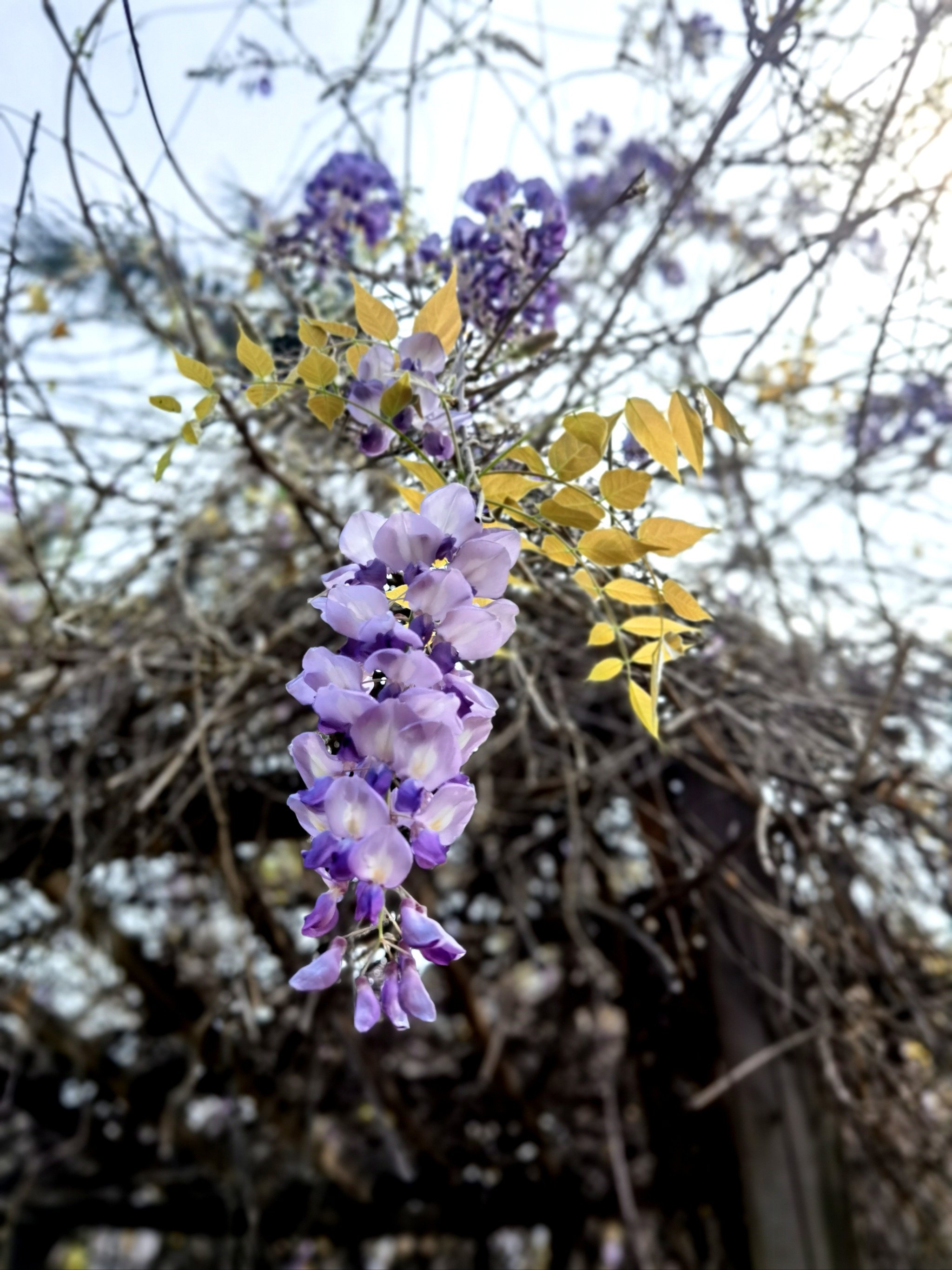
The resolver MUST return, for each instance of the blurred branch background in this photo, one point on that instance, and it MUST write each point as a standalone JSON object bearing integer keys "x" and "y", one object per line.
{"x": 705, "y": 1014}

******

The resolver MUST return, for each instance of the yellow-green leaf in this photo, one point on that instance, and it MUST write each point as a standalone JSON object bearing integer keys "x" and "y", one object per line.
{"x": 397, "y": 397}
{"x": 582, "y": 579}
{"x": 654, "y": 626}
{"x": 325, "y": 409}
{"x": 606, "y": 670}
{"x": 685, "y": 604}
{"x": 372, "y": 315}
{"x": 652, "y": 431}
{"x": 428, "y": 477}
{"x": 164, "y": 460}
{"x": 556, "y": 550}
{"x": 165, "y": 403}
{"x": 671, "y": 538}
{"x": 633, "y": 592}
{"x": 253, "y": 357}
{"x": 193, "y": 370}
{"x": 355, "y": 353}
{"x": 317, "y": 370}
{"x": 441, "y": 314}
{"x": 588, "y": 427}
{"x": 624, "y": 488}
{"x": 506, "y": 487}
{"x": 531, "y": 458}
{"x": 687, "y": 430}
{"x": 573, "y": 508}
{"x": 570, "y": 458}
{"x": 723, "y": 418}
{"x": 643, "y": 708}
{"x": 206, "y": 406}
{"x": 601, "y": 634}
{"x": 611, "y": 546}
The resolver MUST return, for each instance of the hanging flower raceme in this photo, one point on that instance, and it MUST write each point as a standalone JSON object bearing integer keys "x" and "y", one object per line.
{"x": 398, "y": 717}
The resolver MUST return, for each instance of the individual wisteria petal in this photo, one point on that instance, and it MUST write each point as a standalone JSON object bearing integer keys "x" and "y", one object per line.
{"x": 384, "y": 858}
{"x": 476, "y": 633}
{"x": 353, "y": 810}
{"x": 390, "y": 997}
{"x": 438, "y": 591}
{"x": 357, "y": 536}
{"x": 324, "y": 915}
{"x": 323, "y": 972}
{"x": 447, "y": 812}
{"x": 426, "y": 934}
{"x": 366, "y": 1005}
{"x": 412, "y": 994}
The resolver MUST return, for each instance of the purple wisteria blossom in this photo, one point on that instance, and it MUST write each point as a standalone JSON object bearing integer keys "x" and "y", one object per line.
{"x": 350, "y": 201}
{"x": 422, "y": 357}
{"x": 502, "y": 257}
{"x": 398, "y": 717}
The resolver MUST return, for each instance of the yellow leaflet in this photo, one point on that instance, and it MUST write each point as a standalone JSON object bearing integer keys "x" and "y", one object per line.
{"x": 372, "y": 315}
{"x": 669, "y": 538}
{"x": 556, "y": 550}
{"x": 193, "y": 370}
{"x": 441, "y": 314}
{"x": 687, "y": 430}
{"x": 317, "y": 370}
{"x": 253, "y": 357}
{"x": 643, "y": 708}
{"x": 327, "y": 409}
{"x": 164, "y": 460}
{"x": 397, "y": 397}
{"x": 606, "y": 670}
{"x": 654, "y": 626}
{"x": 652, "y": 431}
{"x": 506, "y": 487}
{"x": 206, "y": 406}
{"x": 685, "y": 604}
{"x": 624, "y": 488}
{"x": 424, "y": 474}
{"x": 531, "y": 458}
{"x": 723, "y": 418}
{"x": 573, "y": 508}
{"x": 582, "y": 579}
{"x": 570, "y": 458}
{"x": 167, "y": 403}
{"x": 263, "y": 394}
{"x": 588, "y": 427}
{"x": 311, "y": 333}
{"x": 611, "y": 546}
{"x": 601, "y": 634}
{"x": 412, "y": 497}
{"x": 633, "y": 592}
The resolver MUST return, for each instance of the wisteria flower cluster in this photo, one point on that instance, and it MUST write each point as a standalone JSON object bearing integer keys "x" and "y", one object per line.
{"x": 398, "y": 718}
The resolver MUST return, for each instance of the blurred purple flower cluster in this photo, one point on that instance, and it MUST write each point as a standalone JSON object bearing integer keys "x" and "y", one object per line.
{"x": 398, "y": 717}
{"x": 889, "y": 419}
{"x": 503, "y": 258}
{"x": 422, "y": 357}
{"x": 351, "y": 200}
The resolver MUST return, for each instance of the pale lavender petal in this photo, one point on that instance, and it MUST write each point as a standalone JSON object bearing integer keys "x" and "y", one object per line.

******

> Exercise
Reproduce the records verbatim, starting at the line containing "the blurred purple" and ending at the line containing "The resolver MUST return, for each instance of the pale", both included.

> Written solution
The resolver MUST return, for each instance of the blurred purple flower cluster in this photo, one point on that instance, and it MUST write each point as a standalone JSON object bearing integer keys "x" and "y", one object per line.
{"x": 398, "y": 717}
{"x": 889, "y": 419}
{"x": 503, "y": 258}
{"x": 422, "y": 357}
{"x": 351, "y": 200}
The resolver MUST return, for each instance of the pale lavender petal in this photo, one point on that instance, and it MUST write each point as a standalone JSON object bearing integer keys "x" and "y", one object per line.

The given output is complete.